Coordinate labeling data
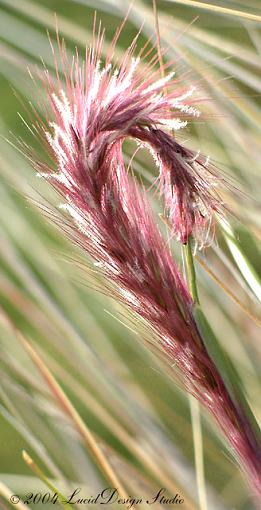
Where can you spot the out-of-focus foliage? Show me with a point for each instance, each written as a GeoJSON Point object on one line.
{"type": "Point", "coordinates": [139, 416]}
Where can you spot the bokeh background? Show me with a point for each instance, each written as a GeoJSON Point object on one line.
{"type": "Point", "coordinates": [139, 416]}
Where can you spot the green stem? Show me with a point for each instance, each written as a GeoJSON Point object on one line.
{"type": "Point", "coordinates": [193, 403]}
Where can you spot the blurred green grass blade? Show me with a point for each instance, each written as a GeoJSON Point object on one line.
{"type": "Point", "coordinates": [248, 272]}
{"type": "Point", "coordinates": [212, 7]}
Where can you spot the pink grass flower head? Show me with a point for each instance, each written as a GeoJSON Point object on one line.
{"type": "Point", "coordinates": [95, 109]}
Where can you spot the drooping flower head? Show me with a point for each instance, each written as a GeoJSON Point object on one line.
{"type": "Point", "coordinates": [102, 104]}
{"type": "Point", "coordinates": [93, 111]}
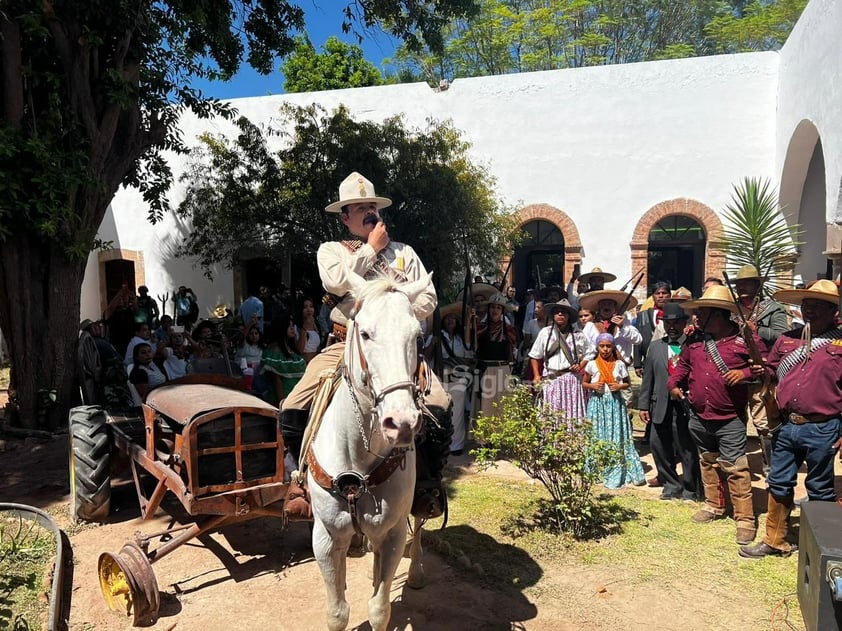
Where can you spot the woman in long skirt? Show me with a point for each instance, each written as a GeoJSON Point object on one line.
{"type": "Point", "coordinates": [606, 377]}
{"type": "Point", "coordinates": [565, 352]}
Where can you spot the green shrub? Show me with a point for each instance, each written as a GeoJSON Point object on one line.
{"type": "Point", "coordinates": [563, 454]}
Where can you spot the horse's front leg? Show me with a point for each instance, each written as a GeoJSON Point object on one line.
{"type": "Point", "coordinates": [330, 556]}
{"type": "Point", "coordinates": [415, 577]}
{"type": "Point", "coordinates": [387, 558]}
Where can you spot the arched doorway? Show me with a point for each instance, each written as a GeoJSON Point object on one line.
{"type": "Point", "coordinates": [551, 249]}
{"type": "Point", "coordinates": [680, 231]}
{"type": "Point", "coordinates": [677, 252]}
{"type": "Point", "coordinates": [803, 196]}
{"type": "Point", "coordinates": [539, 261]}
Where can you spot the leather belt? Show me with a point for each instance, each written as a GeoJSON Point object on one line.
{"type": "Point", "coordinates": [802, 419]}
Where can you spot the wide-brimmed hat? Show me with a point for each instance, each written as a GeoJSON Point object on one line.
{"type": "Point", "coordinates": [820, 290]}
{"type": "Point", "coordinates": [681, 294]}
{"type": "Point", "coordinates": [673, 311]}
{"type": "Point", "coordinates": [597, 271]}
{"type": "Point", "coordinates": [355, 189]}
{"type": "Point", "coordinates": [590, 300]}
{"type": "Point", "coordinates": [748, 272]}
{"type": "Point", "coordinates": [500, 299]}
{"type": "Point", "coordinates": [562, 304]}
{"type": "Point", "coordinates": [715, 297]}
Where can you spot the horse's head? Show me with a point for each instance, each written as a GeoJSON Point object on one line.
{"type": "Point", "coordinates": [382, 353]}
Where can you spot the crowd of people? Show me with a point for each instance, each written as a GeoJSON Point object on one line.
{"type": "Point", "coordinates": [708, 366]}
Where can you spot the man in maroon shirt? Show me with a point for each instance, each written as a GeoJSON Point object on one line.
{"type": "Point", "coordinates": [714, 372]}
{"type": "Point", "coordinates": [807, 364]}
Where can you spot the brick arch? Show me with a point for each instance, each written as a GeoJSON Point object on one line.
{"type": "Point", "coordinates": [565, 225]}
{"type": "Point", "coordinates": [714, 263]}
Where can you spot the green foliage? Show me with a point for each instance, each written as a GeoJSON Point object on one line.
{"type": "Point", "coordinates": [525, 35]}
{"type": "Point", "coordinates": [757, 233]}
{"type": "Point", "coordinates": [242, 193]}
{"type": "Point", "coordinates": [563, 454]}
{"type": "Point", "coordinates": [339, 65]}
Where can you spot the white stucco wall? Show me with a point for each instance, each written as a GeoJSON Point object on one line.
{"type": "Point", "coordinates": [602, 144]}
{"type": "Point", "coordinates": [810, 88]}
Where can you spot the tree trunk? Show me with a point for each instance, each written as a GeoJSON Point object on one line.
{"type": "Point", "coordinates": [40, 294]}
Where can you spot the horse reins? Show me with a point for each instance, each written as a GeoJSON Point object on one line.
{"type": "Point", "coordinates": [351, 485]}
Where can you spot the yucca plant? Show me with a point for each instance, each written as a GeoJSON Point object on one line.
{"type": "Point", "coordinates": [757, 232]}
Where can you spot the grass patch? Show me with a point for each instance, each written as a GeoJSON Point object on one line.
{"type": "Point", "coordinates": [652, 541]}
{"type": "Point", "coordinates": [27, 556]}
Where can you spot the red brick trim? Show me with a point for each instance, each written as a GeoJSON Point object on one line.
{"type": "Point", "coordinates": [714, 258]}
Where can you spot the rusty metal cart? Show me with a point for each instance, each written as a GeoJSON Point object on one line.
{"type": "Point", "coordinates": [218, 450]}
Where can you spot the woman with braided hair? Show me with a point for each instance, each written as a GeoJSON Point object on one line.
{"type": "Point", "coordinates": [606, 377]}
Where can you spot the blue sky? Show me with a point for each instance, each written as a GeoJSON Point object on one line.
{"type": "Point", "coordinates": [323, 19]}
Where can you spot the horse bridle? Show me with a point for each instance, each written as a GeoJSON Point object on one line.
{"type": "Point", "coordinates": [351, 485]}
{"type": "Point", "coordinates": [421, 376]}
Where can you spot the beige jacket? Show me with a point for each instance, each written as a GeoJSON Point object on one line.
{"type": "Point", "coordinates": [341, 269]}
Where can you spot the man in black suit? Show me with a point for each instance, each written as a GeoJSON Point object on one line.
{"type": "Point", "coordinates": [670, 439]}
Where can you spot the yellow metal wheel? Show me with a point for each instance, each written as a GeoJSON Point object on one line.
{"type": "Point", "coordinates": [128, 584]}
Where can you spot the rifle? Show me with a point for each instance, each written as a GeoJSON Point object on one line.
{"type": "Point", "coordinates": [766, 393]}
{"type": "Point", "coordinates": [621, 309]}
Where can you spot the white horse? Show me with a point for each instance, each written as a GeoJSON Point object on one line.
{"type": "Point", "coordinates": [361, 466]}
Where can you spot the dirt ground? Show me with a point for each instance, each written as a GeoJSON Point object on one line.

---

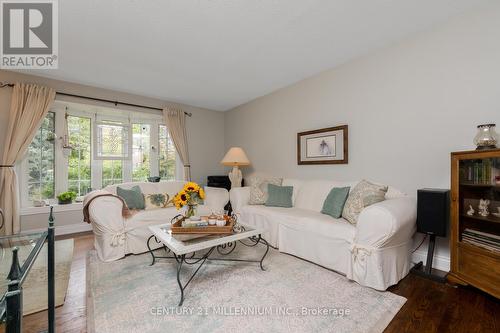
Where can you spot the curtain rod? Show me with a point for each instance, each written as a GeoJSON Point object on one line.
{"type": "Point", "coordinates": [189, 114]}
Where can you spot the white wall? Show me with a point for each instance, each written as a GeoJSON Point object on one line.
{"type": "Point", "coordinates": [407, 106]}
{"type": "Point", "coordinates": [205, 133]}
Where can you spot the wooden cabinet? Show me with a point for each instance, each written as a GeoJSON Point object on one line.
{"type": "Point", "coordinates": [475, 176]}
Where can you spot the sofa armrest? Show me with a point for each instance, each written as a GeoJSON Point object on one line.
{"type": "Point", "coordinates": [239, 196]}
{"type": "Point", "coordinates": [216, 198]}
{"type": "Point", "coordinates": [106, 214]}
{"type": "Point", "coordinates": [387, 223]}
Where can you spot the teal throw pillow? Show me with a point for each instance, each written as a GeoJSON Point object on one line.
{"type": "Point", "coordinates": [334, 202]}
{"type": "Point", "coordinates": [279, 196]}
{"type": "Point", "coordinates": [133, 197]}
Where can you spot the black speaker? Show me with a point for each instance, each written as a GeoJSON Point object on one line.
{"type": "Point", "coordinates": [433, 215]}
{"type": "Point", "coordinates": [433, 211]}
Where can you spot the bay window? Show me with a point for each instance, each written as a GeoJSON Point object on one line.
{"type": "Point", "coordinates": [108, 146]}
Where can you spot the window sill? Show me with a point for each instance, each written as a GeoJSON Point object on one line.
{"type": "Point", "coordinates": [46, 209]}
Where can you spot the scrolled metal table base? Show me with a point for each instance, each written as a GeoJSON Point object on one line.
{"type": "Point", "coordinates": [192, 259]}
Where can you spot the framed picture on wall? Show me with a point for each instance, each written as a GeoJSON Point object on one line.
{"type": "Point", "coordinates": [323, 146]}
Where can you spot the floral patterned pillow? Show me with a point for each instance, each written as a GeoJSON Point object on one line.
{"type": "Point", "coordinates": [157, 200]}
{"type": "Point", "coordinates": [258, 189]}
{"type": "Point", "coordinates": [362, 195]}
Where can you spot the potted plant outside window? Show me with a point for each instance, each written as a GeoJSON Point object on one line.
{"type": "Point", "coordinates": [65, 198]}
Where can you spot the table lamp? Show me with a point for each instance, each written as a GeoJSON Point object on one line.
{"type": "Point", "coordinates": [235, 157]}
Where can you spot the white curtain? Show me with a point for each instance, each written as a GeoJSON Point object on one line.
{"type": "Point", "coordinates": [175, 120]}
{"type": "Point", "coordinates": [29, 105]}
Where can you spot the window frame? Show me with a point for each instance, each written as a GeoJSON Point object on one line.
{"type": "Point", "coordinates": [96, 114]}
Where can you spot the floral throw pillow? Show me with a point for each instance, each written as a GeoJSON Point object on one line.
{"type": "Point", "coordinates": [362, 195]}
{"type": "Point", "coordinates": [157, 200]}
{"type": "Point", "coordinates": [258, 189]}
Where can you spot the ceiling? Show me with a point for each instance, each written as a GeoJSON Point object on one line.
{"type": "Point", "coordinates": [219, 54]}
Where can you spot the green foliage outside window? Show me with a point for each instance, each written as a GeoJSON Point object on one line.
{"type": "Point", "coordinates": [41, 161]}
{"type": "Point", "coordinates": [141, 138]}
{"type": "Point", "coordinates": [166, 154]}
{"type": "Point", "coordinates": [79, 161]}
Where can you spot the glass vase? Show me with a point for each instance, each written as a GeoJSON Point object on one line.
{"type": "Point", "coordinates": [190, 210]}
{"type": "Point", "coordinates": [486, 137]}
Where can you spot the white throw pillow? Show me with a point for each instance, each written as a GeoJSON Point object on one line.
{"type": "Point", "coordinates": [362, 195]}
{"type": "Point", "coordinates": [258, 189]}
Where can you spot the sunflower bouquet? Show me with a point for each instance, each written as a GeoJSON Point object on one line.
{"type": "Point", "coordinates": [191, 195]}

» **GIVEN INSTRUCTION**:
Extract every line of the data above that contains the string "woman", treating uppercase and lowercase letters as different.

» **SOLUTION BELOW**:
Where can you spot the woman in long skirt? Show me with a point for each instance, each written as a GeoJSON Point object on one line.
Where can you spot the woman with braided hair? Show me with a point for each instance, each written as a GeoJSON Point object on one line.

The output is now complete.